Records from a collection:
____
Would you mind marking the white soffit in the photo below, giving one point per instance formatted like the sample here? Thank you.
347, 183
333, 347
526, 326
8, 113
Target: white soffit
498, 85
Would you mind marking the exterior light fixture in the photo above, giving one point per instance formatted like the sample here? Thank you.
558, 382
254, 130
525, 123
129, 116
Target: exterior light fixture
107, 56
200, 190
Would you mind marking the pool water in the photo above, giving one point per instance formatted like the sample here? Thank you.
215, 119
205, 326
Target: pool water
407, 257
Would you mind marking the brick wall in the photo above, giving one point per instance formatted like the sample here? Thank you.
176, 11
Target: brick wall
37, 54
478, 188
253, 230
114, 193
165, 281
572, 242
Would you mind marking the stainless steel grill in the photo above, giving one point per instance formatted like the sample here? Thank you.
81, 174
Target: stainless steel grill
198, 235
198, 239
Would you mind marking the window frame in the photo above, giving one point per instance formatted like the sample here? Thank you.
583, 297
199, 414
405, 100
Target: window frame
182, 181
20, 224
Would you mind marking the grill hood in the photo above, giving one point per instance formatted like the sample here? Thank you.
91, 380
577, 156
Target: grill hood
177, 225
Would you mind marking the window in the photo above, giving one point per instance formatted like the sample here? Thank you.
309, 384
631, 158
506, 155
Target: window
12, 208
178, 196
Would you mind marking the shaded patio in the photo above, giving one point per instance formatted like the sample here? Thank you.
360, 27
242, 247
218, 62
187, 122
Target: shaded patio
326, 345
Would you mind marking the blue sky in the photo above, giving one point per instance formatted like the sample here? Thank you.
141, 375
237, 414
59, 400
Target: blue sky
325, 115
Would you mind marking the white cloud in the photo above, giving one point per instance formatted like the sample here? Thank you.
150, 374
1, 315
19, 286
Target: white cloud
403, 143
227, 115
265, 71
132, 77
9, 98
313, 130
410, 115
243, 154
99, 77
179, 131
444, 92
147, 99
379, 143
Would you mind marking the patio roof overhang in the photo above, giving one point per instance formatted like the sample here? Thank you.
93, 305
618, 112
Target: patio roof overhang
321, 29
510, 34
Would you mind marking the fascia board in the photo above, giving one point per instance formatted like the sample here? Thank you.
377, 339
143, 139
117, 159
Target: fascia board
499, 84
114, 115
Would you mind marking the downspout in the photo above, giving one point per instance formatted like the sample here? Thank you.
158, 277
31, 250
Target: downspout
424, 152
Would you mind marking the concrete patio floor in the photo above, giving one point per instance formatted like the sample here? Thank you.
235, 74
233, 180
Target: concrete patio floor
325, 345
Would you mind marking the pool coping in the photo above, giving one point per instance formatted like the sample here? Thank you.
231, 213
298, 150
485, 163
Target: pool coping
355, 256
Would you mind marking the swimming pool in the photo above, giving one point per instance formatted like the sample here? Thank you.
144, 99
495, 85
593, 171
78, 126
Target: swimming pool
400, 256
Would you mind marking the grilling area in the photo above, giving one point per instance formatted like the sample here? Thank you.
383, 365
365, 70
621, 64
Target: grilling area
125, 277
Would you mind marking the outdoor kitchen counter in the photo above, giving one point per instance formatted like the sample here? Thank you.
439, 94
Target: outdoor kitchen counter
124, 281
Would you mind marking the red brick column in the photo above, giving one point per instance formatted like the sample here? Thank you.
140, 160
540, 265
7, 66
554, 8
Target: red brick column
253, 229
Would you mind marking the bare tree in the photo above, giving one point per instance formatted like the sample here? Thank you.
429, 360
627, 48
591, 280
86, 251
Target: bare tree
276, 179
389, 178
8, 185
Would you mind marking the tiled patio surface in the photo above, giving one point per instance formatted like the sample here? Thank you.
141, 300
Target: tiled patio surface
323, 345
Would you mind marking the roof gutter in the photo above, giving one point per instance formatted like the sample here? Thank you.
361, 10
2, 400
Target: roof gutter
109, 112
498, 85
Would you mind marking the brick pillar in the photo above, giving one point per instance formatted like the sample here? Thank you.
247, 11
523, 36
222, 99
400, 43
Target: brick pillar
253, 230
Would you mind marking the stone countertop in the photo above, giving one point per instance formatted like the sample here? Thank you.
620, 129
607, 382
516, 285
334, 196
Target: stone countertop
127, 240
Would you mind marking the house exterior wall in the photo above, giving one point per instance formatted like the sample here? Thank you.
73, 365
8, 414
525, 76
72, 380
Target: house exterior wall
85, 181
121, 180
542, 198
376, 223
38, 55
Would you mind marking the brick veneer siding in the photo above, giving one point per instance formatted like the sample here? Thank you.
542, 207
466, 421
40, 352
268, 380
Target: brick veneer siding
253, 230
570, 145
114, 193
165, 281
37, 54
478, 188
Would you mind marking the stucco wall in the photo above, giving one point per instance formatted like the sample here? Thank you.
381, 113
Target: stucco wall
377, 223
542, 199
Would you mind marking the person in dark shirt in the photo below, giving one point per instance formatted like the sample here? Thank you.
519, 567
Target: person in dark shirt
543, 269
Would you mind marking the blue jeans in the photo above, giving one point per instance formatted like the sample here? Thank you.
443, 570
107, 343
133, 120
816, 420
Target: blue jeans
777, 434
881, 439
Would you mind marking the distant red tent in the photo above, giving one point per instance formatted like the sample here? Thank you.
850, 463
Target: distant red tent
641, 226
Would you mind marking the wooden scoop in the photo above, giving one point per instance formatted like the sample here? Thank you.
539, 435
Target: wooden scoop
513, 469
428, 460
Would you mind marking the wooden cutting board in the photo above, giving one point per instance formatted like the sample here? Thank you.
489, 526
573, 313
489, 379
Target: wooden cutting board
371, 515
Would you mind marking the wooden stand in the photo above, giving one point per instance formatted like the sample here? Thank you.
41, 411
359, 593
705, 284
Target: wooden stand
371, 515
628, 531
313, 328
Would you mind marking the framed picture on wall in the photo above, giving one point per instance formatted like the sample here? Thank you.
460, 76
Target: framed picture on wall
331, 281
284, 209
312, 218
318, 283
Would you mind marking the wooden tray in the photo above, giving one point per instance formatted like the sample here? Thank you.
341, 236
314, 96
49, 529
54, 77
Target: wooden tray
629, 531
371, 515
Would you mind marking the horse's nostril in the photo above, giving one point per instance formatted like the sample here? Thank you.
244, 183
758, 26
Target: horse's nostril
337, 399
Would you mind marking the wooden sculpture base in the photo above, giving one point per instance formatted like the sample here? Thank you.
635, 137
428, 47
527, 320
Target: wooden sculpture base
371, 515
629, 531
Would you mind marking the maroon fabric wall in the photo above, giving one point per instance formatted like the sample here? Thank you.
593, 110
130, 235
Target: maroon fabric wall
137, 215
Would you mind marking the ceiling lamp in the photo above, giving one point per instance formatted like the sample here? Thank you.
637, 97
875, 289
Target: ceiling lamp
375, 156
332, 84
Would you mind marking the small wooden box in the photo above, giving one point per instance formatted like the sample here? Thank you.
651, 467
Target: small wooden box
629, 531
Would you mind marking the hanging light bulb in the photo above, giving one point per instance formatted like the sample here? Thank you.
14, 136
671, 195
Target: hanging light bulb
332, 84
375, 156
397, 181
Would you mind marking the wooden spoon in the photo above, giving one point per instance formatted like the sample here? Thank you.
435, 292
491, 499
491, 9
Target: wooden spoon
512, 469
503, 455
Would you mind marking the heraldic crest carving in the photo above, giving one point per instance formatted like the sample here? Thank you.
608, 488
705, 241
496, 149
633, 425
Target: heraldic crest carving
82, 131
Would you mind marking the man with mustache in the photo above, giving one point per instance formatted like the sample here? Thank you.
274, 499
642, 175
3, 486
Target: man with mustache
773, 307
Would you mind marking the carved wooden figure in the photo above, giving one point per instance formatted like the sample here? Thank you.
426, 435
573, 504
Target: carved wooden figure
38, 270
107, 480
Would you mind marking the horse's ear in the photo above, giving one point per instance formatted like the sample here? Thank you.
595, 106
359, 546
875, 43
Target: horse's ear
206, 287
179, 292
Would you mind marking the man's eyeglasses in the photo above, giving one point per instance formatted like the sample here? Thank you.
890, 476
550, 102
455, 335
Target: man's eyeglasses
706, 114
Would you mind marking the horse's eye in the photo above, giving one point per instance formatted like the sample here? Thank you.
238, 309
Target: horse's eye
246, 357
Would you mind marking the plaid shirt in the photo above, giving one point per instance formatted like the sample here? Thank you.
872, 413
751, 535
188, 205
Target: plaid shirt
____
AIM OF THE TASK
Give the count of lines in the data above that hold the string "plaid", with no additional words.

ANSWER SPACE
2